### Text segment
+-------+
I really want to support this guy. But sometimes he makes it so damn difficult. Doesn't he realize that, as the man who will be the Republican nominee, his words have impact overseas?

We don't need to have Russia as our enemy. We would be much better off in the long run with Russia as our friend, for a whole variety of reasons. If Romney is elected he has created a big mess here which he will have to clean up. I figure he thinks he's Ronald Reagan, but he isn't, just as today's Russia is not the Soviet Union.
Tremendous . Simply tremendous.

 
Yet, Russia needs the West. How much oil and natural gas do they export to Western Europe? They need US dollars too - which means we have the opportunity to make them a trade partner - you usually don't go to war with a major trade partner.

 
bueno said:
Yet, Russia needs the West. How much oil and natural gas do they export to Western Europe? They need US dollars too - which means we have the opportunity to make them a trade partner - you usually don't go to war with a major trade partner.
We also have a mutual enemy in  radical Islam 

 
Russia still probably isn't our #1 geopolitical foe, though it depends on how you want to measure it.

In terms of global economic influence they clearly aren't (China), or most immediate danger to U.S. citizens abroad (ISIS). They also don't pose a conventional military threat to the U.S. or NATO as long as the U.S. is allied with the latter. Their economy is in shambles and Putin holds onto power in part because of the narrative of the West being aligned against Russia. Nationalism feeds off of nationalism. 

All that said, Putin is legit scary and there's a good reason he wanted Trump to win. What he really needs right now are sanctions to be eased and oil prices to climb, which are the only things that can help the Russian economy in the short term. Weakening NATO and reducing U.S. global influence are both key for his stated longer-term vision of reconstructing the U.S.S.R block of states. 

 
Russia still probably isn't our #1 geopolitical foe, though it depends on how you want to measure it.

In terms of global economic influence they clearly aren't (China), or most immediate danger to U.S. citizens abroad (ISIS). They also don't pose a conventional military threat to the U.S. or NATO as long as the U.S. is allied with the latter. Their economy is in shambles and Putin holds onto power in part because of the narrative of the West being aligned against Russia. Nationalism feeds off of nationalism.
+-------+
### Excerpted records
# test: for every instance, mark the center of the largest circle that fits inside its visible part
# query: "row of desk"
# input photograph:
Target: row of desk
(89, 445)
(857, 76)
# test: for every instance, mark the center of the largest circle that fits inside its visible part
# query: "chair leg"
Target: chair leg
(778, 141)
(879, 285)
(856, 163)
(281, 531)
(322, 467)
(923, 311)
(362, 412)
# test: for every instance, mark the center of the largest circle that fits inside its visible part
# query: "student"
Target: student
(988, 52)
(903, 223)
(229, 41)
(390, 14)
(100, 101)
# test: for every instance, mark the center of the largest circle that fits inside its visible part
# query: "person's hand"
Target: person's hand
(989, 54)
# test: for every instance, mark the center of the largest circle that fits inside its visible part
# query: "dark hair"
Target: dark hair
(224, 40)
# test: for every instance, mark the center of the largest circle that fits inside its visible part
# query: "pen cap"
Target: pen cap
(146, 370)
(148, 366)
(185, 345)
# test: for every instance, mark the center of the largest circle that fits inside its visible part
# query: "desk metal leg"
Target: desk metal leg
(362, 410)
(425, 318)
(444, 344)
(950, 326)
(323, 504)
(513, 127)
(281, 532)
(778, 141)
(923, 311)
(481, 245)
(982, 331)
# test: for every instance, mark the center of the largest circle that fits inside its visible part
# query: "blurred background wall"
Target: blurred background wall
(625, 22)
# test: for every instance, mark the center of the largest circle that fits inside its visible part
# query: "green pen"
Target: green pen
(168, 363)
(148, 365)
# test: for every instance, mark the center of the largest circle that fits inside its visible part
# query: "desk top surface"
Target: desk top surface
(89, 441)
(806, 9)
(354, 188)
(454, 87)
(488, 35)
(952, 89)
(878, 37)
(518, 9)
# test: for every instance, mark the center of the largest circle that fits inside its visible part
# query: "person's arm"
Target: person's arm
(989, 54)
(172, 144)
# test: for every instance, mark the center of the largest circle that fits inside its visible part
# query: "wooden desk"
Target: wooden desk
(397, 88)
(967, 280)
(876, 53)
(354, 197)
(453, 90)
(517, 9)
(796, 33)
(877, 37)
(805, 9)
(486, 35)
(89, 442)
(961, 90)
+-------+
Answer these about the text on Russia:
(a) What mutual enemy of the U.S. and Russia does the text name?
(b) Which country does the text name in place of Russia when measuring global economic influence?
(c) What two things does the text say Putin really needs right now?

### Written solution
(a) Radical Islam.
(b) China.
(c) Eased sanctions and climbing oil prices.